◆ Material provided:
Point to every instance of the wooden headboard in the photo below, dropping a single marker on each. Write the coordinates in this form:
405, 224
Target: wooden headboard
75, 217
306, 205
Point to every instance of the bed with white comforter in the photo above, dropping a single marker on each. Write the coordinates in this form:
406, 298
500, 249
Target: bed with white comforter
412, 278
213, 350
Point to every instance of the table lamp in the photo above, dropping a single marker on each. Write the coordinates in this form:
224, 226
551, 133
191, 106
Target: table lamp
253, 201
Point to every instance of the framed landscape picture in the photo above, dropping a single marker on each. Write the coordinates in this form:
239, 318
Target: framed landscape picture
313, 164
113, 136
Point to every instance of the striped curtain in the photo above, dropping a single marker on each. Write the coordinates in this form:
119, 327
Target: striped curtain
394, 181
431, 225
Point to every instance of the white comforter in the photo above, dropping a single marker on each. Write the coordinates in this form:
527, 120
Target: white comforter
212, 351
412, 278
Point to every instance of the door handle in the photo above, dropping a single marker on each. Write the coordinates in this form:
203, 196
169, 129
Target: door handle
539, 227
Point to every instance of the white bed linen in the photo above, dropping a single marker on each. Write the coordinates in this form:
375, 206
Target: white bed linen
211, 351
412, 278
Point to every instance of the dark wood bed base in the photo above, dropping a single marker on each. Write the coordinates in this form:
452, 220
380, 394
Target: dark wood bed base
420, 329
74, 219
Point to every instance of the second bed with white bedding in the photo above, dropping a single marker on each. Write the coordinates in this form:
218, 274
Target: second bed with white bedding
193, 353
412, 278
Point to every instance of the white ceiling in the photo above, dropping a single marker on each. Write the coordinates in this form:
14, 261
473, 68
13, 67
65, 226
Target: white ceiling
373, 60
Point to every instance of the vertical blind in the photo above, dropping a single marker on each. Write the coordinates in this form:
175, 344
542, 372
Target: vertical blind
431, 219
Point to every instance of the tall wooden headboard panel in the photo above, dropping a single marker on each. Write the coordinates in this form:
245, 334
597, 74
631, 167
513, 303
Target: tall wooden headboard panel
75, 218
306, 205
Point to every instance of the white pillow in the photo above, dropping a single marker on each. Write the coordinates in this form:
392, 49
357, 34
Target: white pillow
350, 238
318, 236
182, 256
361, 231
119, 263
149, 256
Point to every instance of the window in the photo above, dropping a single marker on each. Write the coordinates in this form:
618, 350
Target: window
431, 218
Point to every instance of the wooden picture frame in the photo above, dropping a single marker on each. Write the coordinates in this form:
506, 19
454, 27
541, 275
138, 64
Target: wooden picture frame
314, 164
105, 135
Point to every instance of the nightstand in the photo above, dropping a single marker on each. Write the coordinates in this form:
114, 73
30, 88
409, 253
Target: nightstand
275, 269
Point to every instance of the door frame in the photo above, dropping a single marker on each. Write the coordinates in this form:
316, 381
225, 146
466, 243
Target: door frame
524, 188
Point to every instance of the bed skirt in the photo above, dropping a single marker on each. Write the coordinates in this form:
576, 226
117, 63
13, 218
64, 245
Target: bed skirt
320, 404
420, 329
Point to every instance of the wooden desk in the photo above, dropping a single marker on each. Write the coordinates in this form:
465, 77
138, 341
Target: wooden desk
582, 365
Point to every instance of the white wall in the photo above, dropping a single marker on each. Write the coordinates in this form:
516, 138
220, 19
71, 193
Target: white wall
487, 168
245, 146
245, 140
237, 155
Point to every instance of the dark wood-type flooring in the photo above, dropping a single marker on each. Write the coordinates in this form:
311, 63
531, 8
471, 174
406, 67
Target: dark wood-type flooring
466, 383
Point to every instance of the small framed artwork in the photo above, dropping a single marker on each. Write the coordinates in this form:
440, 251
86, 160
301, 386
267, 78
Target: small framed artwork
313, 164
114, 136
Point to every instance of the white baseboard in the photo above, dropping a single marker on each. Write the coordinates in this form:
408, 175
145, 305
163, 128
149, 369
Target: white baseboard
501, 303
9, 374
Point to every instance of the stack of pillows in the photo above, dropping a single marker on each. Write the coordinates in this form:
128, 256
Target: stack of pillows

◆ Aim: Please return each row above verbatim, with no changes of any kind.

◆ Solution for this problem:
Point to every instance of the wooden headboard in the photo below, dropping a single marker on each. Write the coordinates in this form:
405, 224
Target: wooden headboard
75, 217
306, 205
Point to every instance of the bed with white comforter in the photo above, dropping a single marker on each. Write the coordinates in this form:
406, 298
500, 249
Target: bed with white comforter
412, 278
213, 350
Point to every instance of the table lamp in the photo above, dropping a single marker on each. Write the coordinates in this form:
224, 226
551, 133
191, 106
Target: table lamp
253, 201
Point to every instance of the framed landscape picture in the photo above, dropping a single marker on each. Write the coordinates in this form:
239, 318
Target: framed landscape picture
313, 164
113, 136
Point to every instance of the striped curtain in the photo above, dropping a single marker on each. Write the coordinates in this form:
119, 327
Target: striped curtain
394, 181
431, 225
Point to every instance of the white comforter in the photo above, dropping a single marker on each. Write the coordinates in this form:
527, 120
Target: white comforter
212, 351
412, 278
Point to every instance of the door handle in the photo above, dropping a single marker on each. Write the coordinates in this form:
203, 196
169, 129
Target: door handle
539, 227
Point to every instance of the white bed linen in the photo above, dropping a single marker on each. Write the coordinates in this form:
375, 206
Target: white bed linen
211, 351
412, 278
Point to every instance of the dark wood bed base in the photo above, dropping a single marker on each. Write the coordinates in this form:
452, 220
380, 394
Target: dark wood bed base
420, 329
74, 219
Point to every instance of the second bed with white bedding in the photo above, dropping a single marker on each. Write the coordinates in this form:
218, 274
Target: second bed with white bedding
193, 353
412, 278
Point to every instance of the white ceiling in the photo above, dropping a single marker on each. Write the coordinates in this form:
14, 261
473, 68
13, 67
65, 226
Target: white ceiling
373, 60
Point to every instance of the vertical blind in the photo above, dropping a single marker on each. Write the coordinates in this form:
175, 344
542, 372
Target: vertical blind
431, 219
Point to every instance of the tall wooden headboard panel in the photo above, dropping a single marker on each. Write the coordinates in this form:
245, 334
597, 74
631, 167
513, 303
Target: tall wooden headboard panel
75, 218
306, 205
Point to every instance of the white pillow in the photo above, dropping a single marker on each. Write the coordinates in this form:
392, 49
357, 34
Target: white pillow
350, 238
318, 236
182, 256
361, 231
119, 263
149, 256
Point to every instance of the window in the photo above, dropping a single marker on each. Write the coordinates in this form:
618, 350
Target: window
431, 218
Point to every instance of the wooden picture frame in the photo above, dropping a single marker on each. Write the coordinates in this form:
506, 19
454, 27
541, 275
138, 64
Target: wooden picture frame
314, 164
105, 135
Point to every instance of the nightstand in the photo above, dropping a single marker on each. Write the coordinates in this form:
114, 73
30, 88
409, 253
Target: nightstand
275, 269
Point to every instance of the door frame in the photo above, dropping a single marker on each. Write the coordinates in this form:
316, 381
225, 146
466, 243
Target: door frame
524, 188
Point to every instance of the bed skirt in the photo above, dropping a single marker on each. Write the coordinates in this form:
576, 226
117, 63
13, 218
64, 245
Target: bed skirt
320, 404
420, 329
Point to every instance of the wooden desk in the photo above, dropping a single marker on each. Write the coordinates in this form:
465, 77
138, 341
Target: wooden desk
582, 365
Point to every instance of the white wall in the photo above, dropping a single marker on each. Write the coordinates in this form:
516, 138
220, 19
71, 193
Target: white wall
487, 168
245, 146
245, 140
237, 155
Point to every instance of the dark wood-type flooring in the photo above, dropping a single marker on each. Write the coordinates in this form:
311, 63
531, 8
471, 174
406, 67
Target: dark wood-type flooring
466, 383
Point to every instance of the small framed artwork in the photo above, dropping a single marker on each. Write the coordinates in this form:
440, 251
86, 160
301, 386
267, 78
Target: small framed artwork
313, 164
114, 136
Point to every instance of the white baseboard in the photo above, dropping a single marker on each. Write the coordinates in this form:
408, 175
145, 305
163, 128
149, 369
Target: white baseboard
501, 303
9, 374
Point to every instance of the stack of pillows in the photo above, dropping a single marker on each. Write the coordinates in this form:
128, 256
Target: stack of pillows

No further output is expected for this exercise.